[TEXTO PARA LEITURA]
□ □ □ □ □
A mutação que se anuncia

J.-M. Nobre-Correia
Média / Política : O arrastar da “crise” dos anos 1970 e o seu aprofundamento em 2007-08 levam a esquerda europeia a entrar ela mesma em crise e a procurar agora redefinir os seus posicionamentos sociais, culturais e políticos…

Os média que temos andam geralmente distraídos em relação ao que se passa na Europa. Isto é : no espaço geográfico que é desde sempre o nosso. Mas também na União Europeia (para além das versões oficiais de Bruxelas ou de Lisboa). Isto é : no espaço político-económico de que somos membros há três decénios. E da atualidade na Europa latina. Isto é : do espaço cultural de que somos parte integrante há longos séculos.
□ □ □ □ □
[DADOS EXTRAÍDOS]
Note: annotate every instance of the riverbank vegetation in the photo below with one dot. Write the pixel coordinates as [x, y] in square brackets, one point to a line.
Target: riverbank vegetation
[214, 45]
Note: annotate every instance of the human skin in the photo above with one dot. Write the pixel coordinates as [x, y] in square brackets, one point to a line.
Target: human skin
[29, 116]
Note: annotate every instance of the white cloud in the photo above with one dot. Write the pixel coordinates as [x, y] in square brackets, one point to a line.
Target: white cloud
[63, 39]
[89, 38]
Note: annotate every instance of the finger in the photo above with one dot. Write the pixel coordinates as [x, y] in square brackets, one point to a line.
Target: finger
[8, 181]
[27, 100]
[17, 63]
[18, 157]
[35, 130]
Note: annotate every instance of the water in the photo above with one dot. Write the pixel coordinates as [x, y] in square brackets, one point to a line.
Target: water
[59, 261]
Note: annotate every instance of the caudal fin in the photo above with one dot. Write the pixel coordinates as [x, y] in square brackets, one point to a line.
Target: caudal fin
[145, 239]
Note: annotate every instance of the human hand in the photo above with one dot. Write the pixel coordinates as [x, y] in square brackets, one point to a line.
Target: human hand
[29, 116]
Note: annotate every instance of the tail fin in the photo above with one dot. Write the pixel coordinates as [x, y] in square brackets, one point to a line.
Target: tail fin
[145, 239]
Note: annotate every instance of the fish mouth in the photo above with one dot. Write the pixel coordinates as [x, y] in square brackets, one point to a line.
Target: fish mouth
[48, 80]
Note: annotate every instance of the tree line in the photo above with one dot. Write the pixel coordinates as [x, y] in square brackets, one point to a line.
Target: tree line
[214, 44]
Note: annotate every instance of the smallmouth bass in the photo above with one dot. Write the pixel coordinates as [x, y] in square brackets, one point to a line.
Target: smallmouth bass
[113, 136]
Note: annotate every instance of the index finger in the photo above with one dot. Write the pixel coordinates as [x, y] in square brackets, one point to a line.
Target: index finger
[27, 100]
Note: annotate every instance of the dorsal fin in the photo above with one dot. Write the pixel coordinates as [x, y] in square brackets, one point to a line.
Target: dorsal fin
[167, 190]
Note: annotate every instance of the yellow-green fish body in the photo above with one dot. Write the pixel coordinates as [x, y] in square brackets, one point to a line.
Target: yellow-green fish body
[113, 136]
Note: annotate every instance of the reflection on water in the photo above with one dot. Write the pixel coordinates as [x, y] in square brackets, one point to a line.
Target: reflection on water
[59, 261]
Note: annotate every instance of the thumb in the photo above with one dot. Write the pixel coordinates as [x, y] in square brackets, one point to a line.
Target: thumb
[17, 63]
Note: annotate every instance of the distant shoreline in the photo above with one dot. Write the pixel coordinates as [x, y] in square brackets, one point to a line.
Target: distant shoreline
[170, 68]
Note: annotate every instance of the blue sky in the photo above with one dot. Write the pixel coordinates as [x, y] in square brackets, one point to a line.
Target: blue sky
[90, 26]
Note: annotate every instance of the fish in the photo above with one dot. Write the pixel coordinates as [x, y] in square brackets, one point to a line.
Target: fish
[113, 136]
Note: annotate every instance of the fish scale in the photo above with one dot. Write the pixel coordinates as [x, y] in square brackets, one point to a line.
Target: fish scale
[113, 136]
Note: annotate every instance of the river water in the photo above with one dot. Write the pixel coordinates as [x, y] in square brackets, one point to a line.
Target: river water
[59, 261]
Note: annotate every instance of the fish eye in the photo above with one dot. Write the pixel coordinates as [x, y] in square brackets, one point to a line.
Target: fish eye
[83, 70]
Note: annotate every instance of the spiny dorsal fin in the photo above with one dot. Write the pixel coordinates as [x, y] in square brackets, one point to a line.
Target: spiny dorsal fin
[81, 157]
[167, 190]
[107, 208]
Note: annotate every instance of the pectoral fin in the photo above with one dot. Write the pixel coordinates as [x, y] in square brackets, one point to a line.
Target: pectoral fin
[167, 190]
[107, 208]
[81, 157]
□ □ □ □ □
[LISTA DE TAREFAS]
(a) Segundo o texto, o que leva a esquerda europeia a entrar ela mesma em crise?
(b) Reproduza o trecho do texto que vai de "Os média que" a "há longos séculos.".
Os dados apresentados não são necessários para a resolução.

[RESPOSTAS APRESENTADAS]
(a) O arrastar da "crise" dos anos 1970 e o seu aprofundamento em 2007-08.

(b)
Os média que temos andam geralmente distraídos em relação ao que se passa na Europa. Isto é : no espaço geográfico que é desde sempre o nosso. Mas também na União Europeia (para além das versões oficiais de Bruxelas ou de Lisboa). Isto é : no espaço político-económico de que somos membros há três decénios. E da atualidade na Europa latina. Isto é : do espaço cultural de que somos parte integrante há longos séculos.